[Saved entries]
_ _ _
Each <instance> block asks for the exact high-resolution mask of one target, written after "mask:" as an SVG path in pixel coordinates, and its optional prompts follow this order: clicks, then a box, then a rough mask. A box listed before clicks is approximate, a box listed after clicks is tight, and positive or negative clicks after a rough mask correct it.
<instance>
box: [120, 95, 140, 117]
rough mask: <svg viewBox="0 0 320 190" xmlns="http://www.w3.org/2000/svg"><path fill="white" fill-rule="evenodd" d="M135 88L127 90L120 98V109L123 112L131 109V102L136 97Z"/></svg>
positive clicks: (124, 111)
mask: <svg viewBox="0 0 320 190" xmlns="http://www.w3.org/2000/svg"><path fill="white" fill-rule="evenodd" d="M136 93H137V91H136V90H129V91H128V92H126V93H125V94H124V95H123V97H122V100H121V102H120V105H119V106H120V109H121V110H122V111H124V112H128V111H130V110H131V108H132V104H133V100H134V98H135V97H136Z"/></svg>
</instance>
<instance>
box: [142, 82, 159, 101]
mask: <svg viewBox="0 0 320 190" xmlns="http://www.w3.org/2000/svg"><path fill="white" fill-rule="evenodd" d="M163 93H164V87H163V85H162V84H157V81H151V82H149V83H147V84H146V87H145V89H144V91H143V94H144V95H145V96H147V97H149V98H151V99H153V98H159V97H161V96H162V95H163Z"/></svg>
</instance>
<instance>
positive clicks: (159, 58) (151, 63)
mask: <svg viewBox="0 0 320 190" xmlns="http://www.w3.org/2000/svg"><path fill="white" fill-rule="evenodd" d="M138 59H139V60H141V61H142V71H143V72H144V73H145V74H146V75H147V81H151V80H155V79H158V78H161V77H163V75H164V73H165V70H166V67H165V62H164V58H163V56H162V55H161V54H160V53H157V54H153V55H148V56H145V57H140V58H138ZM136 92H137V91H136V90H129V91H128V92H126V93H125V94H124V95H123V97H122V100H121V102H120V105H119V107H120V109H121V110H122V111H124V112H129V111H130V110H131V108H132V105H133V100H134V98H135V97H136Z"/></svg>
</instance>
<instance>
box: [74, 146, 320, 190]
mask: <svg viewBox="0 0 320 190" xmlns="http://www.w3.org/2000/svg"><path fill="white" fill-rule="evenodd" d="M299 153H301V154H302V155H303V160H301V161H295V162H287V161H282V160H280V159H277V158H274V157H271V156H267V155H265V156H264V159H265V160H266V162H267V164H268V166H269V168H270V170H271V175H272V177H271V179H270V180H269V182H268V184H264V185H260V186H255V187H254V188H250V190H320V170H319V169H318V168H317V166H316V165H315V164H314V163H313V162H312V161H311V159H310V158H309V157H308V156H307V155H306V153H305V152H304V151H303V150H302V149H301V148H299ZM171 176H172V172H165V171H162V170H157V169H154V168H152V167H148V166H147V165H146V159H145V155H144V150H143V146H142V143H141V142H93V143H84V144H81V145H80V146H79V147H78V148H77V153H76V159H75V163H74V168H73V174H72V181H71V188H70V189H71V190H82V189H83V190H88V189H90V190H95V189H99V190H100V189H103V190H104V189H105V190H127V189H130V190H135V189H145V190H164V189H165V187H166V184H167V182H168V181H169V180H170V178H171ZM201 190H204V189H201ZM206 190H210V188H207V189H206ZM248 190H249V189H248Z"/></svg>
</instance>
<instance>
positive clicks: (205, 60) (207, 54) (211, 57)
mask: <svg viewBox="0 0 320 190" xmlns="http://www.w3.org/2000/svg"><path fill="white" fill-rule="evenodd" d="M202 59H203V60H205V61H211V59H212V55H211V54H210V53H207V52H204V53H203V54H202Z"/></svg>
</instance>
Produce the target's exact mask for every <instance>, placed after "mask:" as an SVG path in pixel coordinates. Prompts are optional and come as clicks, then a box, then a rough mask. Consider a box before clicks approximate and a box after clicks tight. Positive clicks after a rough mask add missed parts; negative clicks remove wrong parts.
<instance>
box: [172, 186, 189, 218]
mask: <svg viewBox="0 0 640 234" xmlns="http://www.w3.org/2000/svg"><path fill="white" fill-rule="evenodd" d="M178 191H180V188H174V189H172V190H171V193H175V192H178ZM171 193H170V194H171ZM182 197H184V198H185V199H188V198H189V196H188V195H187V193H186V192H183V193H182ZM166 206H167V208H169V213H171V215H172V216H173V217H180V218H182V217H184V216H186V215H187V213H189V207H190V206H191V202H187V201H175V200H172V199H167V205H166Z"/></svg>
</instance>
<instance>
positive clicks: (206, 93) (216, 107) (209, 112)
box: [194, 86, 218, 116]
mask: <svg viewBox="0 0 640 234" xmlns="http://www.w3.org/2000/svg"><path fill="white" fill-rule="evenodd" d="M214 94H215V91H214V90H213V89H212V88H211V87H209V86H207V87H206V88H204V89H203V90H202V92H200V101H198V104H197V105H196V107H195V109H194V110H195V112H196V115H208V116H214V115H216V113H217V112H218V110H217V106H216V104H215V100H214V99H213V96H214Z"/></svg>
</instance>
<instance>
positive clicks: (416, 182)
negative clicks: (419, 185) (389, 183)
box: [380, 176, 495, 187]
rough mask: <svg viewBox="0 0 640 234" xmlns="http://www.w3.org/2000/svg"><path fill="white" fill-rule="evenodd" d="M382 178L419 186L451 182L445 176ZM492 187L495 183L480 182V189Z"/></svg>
_ _ _
▶ **Try it**
For every record above, print an exact copy.

▶ **Reply**
Each <instance> block asks for the exact high-resolution mask of one target, written after "mask:" as an SVG path in pixel coordinates, and its optional prompts follow this order: clicks, then a box, then a rough mask. A box listed before clicks is approximate, a box listed after clicks is tight, and positive or negative clicks after a rough mask correct it.
<instance>
box: [120, 95, 140, 117]
rough mask: <svg viewBox="0 0 320 190" xmlns="http://www.w3.org/2000/svg"><path fill="white" fill-rule="evenodd" d="M135 88L127 90L120 98V109L123 112L131 109V102L136 97Z"/></svg>
positive clicks: (124, 111)
mask: <svg viewBox="0 0 320 190" xmlns="http://www.w3.org/2000/svg"><path fill="white" fill-rule="evenodd" d="M136 93H137V91H136V90H129V91H128V92H126V93H125V94H124V95H123V97H122V100H121V102H120V105H119V106H120V109H121V110H122V111H124V112H128V111H130V110H131V108H132V104H133V100H134V98H135V97H136Z"/></svg>
</instance>
<instance>
box: [142, 82, 159, 101]
mask: <svg viewBox="0 0 320 190" xmlns="http://www.w3.org/2000/svg"><path fill="white" fill-rule="evenodd" d="M163 93H164V87H163V85H162V84H157V81H151V82H149V83H147V84H146V87H145V89H144V91H143V94H144V95H145V96H147V97H149V98H151V99H153V98H159V97H161V96H162V95H163Z"/></svg>
</instance>
<instance>
positive clicks: (159, 58) (151, 63)
mask: <svg viewBox="0 0 320 190" xmlns="http://www.w3.org/2000/svg"><path fill="white" fill-rule="evenodd" d="M138 59H139V60H141V61H142V71H143V72H144V73H145V74H146V75H147V81H151V80H155V79H158V78H161V77H163V75H164V73H165V70H166V67H165V62H164V58H163V56H162V55H161V54H160V53H157V54H153V55H148V56H145V57H140V58H138ZM136 92H137V91H136V90H129V91H128V92H126V93H125V94H124V95H123V97H122V100H121V102H120V105H119V107H120V109H121V110H122V111H124V112H129V111H130V110H131V108H132V105H133V100H134V98H135V97H136Z"/></svg>
</instance>
<instance>
box: [74, 146, 320, 190]
mask: <svg viewBox="0 0 320 190" xmlns="http://www.w3.org/2000/svg"><path fill="white" fill-rule="evenodd" d="M299 153H301V154H302V155H303V160H301V161H295V162H287V161H282V160H280V159H277V158H274V157H271V156H267V155H265V156H264V159H265V160H266V162H267V164H268V166H269V168H270V170H271V175H272V177H271V179H270V180H269V182H268V184H264V185H260V186H255V187H254V188H250V190H320V170H319V169H318V168H317V166H316V165H315V164H314V163H313V162H312V161H311V159H310V158H309V157H308V156H307V155H306V153H305V152H304V151H303V150H302V149H301V148H299ZM171 176H172V172H165V171H162V170H157V169H154V168H152V167H148V166H147V165H146V159H145V155H144V150H143V146H142V143H141V142H93V143H84V144H81V145H80V146H79V147H78V148H77V153H76V159H75V163H74V168H73V174H72V181H71V188H70V189H71V190H82V189H83V190H88V189H90V190H95V189H99V190H100V189H103V190H104V189H105V190H127V189H130V190H135V189H145V190H164V189H165V187H166V184H167V182H168V181H169V180H170V178H171ZM201 190H204V189H201ZM206 190H210V188H207V189H206ZM248 190H249V189H248Z"/></svg>
</instance>
<instance>
positive clicks: (205, 60) (207, 54) (211, 57)
mask: <svg viewBox="0 0 320 190" xmlns="http://www.w3.org/2000/svg"><path fill="white" fill-rule="evenodd" d="M202 59H203V60H205V61H211V59H212V55H211V54H210V53H207V52H204V53H203V54H202Z"/></svg>
</instance>
Produce the target's exact mask for every <instance>, placed after "mask:" as an SVG path in pixel coordinates. Prompts are optional and come as clicks, then a box, then a rough mask. Consider a box before clicks approximate and a box after clicks tight. Positive clicks after a rough mask add missed parts; negative clicks remove wrong parts.
<instance>
box: [172, 186, 189, 218]
mask: <svg viewBox="0 0 640 234" xmlns="http://www.w3.org/2000/svg"><path fill="white" fill-rule="evenodd" d="M178 191H180V188H174V189H172V190H171V193H175V192H178ZM171 193H170V194H171ZM182 197H184V198H185V199H188V198H189V196H188V195H187V193H186V192H183V193H182ZM166 206H167V208H169V213H171V215H172V216H173V217H180V218H182V217H184V216H186V215H187V213H189V207H190V206H191V202H187V201H175V200H172V199H167V205H166Z"/></svg>
</instance>
<instance>
positive clicks: (206, 93) (216, 107) (209, 112)
box: [194, 86, 218, 116]
mask: <svg viewBox="0 0 640 234" xmlns="http://www.w3.org/2000/svg"><path fill="white" fill-rule="evenodd" d="M214 94H215V91H214V90H213V89H212V88H211V87H209V86H207V87H206V88H204V89H203V90H202V92H200V101H198V104H197V105H196V107H195V109H194V110H195V112H196V115H208V116H214V115H216V113H217V112H218V110H217V106H216V104H215V100H214V99H213V96H214Z"/></svg>
</instance>
<instance>
positive clicks: (416, 182)
negative clicks: (419, 185) (389, 183)
box: [380, 176, 495, 187]
rough mask: <svg viewBox="0 0 640 234" xmlns="http://www.w3.org/2000/svg"><path fill="white" fill-rule="evenodd" d="M382 178L419 186L451 182L445 176ZM492 187L495 183L480 182V189Z"/></svg>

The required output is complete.